## Description of the task:
Copy out every line from the one holding "stand clamp knob | get-box --all" through the end of the lines, both ends included, shifting each box coordinate up by 74 and leaving everything else as it is.

## Data for this task:
⁂

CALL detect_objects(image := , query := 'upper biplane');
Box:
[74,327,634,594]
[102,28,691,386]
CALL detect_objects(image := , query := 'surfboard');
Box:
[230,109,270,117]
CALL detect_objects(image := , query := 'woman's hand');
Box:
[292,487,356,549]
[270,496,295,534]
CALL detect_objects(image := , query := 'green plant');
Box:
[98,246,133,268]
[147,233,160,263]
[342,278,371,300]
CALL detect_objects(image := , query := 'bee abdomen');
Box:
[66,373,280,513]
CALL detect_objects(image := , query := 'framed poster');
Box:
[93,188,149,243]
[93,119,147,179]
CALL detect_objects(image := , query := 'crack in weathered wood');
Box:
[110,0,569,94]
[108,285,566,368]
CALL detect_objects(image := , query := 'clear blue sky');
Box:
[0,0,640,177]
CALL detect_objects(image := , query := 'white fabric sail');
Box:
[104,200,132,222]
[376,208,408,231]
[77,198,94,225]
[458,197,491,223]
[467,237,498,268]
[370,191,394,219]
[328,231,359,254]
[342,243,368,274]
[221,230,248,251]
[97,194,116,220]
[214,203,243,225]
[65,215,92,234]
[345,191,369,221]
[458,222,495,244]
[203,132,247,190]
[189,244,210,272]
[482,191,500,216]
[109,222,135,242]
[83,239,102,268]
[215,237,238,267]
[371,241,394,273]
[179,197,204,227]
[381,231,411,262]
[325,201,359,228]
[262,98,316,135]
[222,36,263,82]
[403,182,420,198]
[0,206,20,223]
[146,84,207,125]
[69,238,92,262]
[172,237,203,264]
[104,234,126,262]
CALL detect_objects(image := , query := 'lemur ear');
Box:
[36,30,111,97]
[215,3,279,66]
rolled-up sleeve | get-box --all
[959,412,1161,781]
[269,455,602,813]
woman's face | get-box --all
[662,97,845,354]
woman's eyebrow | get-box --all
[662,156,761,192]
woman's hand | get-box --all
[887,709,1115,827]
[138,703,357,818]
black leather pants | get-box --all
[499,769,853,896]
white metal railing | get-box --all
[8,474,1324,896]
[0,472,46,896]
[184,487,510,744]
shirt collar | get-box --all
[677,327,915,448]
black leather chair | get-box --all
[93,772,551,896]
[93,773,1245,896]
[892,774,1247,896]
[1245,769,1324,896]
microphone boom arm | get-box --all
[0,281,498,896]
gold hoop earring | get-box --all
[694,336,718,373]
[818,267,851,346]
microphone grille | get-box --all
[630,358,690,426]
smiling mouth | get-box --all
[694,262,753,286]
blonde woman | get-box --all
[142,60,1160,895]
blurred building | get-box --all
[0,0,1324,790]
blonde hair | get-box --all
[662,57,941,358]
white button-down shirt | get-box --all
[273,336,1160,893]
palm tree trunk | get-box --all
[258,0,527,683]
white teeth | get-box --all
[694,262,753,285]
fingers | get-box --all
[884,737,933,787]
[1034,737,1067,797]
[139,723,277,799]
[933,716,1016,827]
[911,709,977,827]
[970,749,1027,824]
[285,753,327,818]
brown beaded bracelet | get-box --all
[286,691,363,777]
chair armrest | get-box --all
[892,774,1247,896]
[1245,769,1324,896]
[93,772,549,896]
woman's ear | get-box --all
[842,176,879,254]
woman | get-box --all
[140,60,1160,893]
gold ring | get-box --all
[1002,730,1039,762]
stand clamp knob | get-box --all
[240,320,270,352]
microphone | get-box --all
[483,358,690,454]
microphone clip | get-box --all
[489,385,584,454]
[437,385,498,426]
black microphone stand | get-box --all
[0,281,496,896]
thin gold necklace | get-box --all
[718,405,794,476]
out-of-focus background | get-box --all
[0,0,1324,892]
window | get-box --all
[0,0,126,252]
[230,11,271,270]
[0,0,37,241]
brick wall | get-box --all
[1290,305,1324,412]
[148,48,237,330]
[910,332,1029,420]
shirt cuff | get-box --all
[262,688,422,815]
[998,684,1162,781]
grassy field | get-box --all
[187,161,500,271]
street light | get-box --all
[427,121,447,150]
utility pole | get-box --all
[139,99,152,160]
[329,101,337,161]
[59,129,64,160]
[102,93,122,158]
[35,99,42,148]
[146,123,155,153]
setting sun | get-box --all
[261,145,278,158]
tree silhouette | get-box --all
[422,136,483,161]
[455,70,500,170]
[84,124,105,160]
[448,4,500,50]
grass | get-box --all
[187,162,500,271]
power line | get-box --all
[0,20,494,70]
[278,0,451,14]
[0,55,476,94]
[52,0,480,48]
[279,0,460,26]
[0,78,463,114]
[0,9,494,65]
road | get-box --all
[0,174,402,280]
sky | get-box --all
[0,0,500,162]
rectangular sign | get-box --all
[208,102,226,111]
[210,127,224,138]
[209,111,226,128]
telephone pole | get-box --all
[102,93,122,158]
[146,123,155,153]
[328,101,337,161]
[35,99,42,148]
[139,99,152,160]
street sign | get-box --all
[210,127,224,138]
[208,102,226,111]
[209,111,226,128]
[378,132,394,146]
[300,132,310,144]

⁂

## Result:
stand clamp knob | get-box --all
[314,394,344,426]
microphone | get-box --all
[557,432,764,528]
microphone clip | get-box --all
[563,459,658,528]
[511,459,572,500]
black microphone stand | get-box --all
[74,355,570,970]
thin gold necklace | get-box --all
[792,479,868,550]
out-of-focus background | get-box --all
[74,74,1398,966]
window | get-box --all
[74,74,200,326]
[304,85,345,344]
[74,74,111,315]
brick wall | get-box --all
[1364,379,1398,486]
[222,122,311,404]
[984,406,1103,494]
shirt cuff | get-box --all
[336,762,496,889]
[1072,758,1236,855]
grassy field | get-box --all
[261,235,574,345]
street light | get-box --all
[501,195,521,224]
utility pole | get-box --all
[213,173,226,234]
[403,175,411,235]
[133,203,138,234]
[176,167,196,232]
[109,173,116,222]
[220,197,229,227]
setting sun | get-box --all
[335,219,352,232]
tree silhouette | get-box --all
[496,210,557,235]
[529,144,574,244]
[158,198,179,234]
[522,78,574,124]
grass | get-box --all
[261,236,574,345]
power line | get-box --all
[74,94,568,144]
[352,74,525,88]
[74,129,550,168]
[126,74,554,122]
[353,74,534,100]
[74,152,537,188]
[74,83,568,139]
road | get-box --all
[74,248,476,354]
sky | get-box --all
[74,74,574,236]
rectangular sign | get-box --all
[282,176,300,185]
[284,201,298,212]
[283,185,300,202]
telephone pole | get-box --all
[176,167,196,232]
[220,197,229,227]
[402,175,411,235]
[109,173,116,222]
[213,173,226,234]
street sign | get-box --all
[284,201,298,212]
[282,176,300,185]
[283,185,300,202]
[452,206,468,220]
[374,206,384,218]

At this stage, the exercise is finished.